● **Exercise details**: Rewrite the records below with each occurrence of "Mark one point on" changed to "Place a single point on", leaving everything else unaltered.

● **Exercise data**:
--
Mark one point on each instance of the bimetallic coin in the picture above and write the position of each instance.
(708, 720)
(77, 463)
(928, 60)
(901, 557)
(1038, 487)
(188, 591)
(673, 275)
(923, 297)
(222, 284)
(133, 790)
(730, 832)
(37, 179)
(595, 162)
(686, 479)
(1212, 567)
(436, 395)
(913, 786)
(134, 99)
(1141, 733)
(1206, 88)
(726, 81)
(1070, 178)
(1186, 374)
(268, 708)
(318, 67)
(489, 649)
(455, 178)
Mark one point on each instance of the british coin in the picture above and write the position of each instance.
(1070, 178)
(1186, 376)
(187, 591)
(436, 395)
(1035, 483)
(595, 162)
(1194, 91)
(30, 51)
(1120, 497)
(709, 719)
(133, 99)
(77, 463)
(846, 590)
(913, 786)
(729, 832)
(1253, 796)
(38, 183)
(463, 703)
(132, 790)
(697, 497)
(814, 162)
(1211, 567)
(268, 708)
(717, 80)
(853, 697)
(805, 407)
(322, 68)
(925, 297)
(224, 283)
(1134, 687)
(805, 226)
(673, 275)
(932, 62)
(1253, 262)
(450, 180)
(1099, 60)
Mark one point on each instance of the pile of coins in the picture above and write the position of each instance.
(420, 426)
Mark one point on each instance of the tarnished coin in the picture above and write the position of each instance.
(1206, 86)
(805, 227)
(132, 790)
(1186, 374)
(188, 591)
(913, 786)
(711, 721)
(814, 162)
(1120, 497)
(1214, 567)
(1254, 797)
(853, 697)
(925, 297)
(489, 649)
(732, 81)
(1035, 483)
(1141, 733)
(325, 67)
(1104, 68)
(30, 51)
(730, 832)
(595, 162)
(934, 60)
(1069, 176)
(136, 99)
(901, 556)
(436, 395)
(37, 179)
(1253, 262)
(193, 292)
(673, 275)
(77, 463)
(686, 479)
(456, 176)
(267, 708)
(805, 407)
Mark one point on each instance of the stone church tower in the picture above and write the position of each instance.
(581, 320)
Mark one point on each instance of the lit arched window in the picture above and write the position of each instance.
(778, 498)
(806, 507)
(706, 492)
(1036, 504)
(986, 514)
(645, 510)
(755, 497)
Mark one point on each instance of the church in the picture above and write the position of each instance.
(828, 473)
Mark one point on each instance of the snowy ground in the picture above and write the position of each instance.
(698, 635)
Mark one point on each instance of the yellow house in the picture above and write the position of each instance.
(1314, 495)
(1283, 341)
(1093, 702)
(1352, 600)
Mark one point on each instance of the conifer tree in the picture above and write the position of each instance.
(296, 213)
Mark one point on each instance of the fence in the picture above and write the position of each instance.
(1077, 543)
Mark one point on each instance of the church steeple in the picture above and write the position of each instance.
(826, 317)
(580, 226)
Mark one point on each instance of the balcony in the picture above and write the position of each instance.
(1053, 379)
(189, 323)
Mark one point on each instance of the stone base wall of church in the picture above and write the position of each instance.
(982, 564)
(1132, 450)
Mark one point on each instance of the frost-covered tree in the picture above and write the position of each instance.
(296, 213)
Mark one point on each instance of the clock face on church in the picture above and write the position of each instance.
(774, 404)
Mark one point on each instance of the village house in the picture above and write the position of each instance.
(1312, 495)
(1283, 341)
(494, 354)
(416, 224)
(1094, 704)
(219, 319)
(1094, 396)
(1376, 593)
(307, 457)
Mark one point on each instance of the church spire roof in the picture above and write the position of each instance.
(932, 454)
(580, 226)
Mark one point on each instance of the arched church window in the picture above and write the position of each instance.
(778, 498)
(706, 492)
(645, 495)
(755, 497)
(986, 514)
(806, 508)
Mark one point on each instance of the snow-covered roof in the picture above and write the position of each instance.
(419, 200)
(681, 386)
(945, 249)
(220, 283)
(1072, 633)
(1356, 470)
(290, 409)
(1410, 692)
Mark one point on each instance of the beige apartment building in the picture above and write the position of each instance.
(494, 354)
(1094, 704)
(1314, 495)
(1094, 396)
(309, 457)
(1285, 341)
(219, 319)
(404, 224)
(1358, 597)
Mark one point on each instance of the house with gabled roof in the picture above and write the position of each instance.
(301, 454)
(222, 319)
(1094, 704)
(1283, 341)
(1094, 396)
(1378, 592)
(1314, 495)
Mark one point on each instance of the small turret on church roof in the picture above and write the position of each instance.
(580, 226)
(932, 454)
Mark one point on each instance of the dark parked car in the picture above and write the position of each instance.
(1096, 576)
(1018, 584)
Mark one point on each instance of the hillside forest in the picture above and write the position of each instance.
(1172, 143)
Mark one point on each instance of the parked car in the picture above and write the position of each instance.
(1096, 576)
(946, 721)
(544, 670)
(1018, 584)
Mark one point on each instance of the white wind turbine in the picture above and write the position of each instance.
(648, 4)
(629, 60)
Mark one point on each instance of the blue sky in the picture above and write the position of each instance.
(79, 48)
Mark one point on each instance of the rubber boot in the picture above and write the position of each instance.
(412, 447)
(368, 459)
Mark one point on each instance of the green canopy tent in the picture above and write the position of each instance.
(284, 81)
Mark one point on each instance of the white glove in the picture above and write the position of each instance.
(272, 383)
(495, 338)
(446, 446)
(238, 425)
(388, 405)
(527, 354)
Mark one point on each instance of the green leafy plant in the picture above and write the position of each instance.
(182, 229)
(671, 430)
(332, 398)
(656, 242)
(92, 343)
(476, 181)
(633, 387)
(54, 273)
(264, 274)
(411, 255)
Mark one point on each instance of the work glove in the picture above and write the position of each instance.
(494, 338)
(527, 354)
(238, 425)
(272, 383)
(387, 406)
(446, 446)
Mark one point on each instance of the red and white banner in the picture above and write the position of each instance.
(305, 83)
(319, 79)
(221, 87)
--
● **Exercise output**:
Place a single point on each instance of the bimetallic coin in the picture above and write the position of each instance.
(708, 720)
(77, 463)
(928, 60)
(901, 557)
(1038, 487)
(188, 591)
(673, 275)
(923, 297)
(222, 284)
(133, 790)
(730, 832)
(37, 179)
(595, 162)
(686, 479)
(1212, 567)
(436, 395)
(913, 786)
(134, 99)
(1141, 733)
(1206, 88)
(726, 81)
(1070, 178)
(1186, 374)
(268, 708)
(318, 67)
(489, 649)
(455, 178)
Place a single point on each instance of the british coin in the picture above and write the position of each instance.
(1070, 178)
(1186, 376)
(187, 591)
(436, 395)
(1035, 483)
(595, 162)
(1194, 91)
(30, 51)
(1120, 497)
(709, 719)
(133, 99)
(77, 463)
(846, 590)
(913, 786)
(729, 832)
(1253, 796)
(38, 183)
(463, 703)
(132, 790)
(697, 497)
(814, 162)
(1211, 567)
(268, 708)
(717, 80)
(853, 697)
(805, 407)
(322, 68)
(925, 297)
(224, 283)
(1134, 687)
(805, 226)
(673, 275)
(932, 62)
(1253, 262)
(450, 180)
(1099, 60)
Place a single point on each instance of the pile of coins in the picture above and write the position of each instance.
(420, 426)
Place a single point on each instance of the tarnished coin in the picture above and write the position of each instance.
(1206, 86)
(805, 227)
(132, 790)
(1186, 374)
(188, 591)
(913, 786)
(711, 721)
(814, 162)
(1120, 497)
(1214, 567)
(1254, 797)
(853, 697)
(925, 297)
(489, 649)
(732, 81)
(1035, 483)
(1141, 733)
(325, 67)
(1104, 68)
(30, 51)
(730, 832)
(595, 162)
(934, 60)
(1069, 176)
(136, 99)
(901, 556)
(436, 395)
(37, 179)
(1253, 262)
(193, 292)
(673, 275)
(77, 463)
(686, 479)
(456, 176)
(267, 708)
(805, 407)
Place a single point on each instance of the stone church tower in the picture above and write the position of each instance.
(581, 320)
Place a single point on each instance of the lit arched window in the picture above and write the position of each instance.
(778, 498)
(806, 507)
(706, 492)
(1036, 504)
(986, 514)
(645, 510)
(755, 497)
Place a single point on each instance of the church in the picture above and write the position of each instance.
(828, 473)
Place a single point on each instance of the snowy ground in the picture above and write the position of each instance.
(698, 635)
Place a single point on each instance of the yellow house in the picture above and write the position of each instance.
(1314, 495)
(1283, 341)
(1093, 702)
(1352, 600)
Place a single point on each instance of the conifer tree in the picture above and write the position of each instance.
(296, 213)
Place a single point on each instance of the fence in the picture above and write the position of each instance.
(1077, 543)
Place a single point on each instance of the church steeple in the picture above and write the position of each instance.
(826, 317)
(580, 226)
Place a single point on each instance of the balcony in the picture above and write the position of each instance.
(1053, 379)
(189, 323)
Place a single point on each instance of the stone base wall of church in the picture above and write the position of each instance.
(982, 564)
(1132, 450)
Place a single point on each instance of the frost-covered tree in the picture above and write the position of each instance.
(296, 213)
Place a single point on each instance of the clock face on church in the picture above and write the position of each instance.
(774, 404)
Place a single point on each instance of the village house in the picture above and write the position of each instance.
(1312, 495)
(1283, 341)
(494, 354)
(416, 224)
(1094, 704)
(219, 319)
(1094, 396)
(1376, 593)
(307, 457)
Place a single point on each instance of the church spire roof in the picture above and write the position of each instance.
(932, 454)
(580, 226)
Place a single point on each instance of the arched church window in the picture above and write the position of each instance.
(778, 498)
(706, 492)
(645, 495)
(755, 497)
(986, 514)
(806, 508)
Place a single point on each instance of the snow-covered roof in the picture above and write the position of each instance.
(419, 200)
(681, 386)
(945, 249)
(220, 283)
(1072, 633)
(1356, 470)
(290, 409)
(1410, 692)
Place a single point on each instance of the beige apartment building in the picture above and write the position of each instance.
(494, 354)
(1094, 704)
(1314, 495)
(1094, 396)
(309, 457)
(1285, 341)
(219, 319)
(404, 224)
(1358, 597)
Place a single point on each instance of the house with gabled roof in the picture above and write the position of each instance.
(301, 454)
(222, 319)
(1094, 704)
(1283, 341)
(1094, 396)
(1378, 592)
(1314, 495)
Place a single point on each instance of the small turret on church roof in the picture above and write the position of each instance.
(580, 226)
(932, 454)
Place a single point on each instance of the dark parked car in the picture above and write the position of each instance.
(1096, 576)
(1018, 584)
Place a single point on each instance of the hillside forest in the picture above and write the position of each instance.
(1172, 143)
Place a single point on each instance of the parked car in the picture above and write the position of each instance.
(1096, 576)
(946, 721)
(544, 670)
(1018, 584)
Place a single point on each instance of the white wind turbine in the picture above and write the position of each instance.
(648, 4)
(629, 60)
Place a single point on each instance of the blue sky in the picture above and write the position of each instance.
(79, 48)
Place a single point on each instance of the rubber boot in the picture above and write the position of each instance.
(412, 447)
(368, 459)
Place a single point on each instance of the green canopy tent in the picture above and write the position of each instance.
(284, 81)
Place a single point on each instance of the white glove in the picture above and write the position of each instance.
(272, 383)
(495, 338)
(446, 446)
(238, 425)
(388, 405)
(527, 354)
Place a single point on each instance of the green leafy plant in the picture above and write the position of each instance.
(182, 229)
(671, 430)
(332, 398)
(656, 242)
(92, 343)
(476, 181)
(633, 387)
(54, 273)
(264, 274)
(411, 255)
Place a single point on each instance of the work glove in the picture above and write the position of each instance.
(494, 338)
(527, 354)
(238, 425)
(272, 383)
(387, 406)
(446, 446)
Place a single point on each instance of the red and white banner in the picture above and write the position of each instance.
(305, 83)
(319, 79)
(221, 87)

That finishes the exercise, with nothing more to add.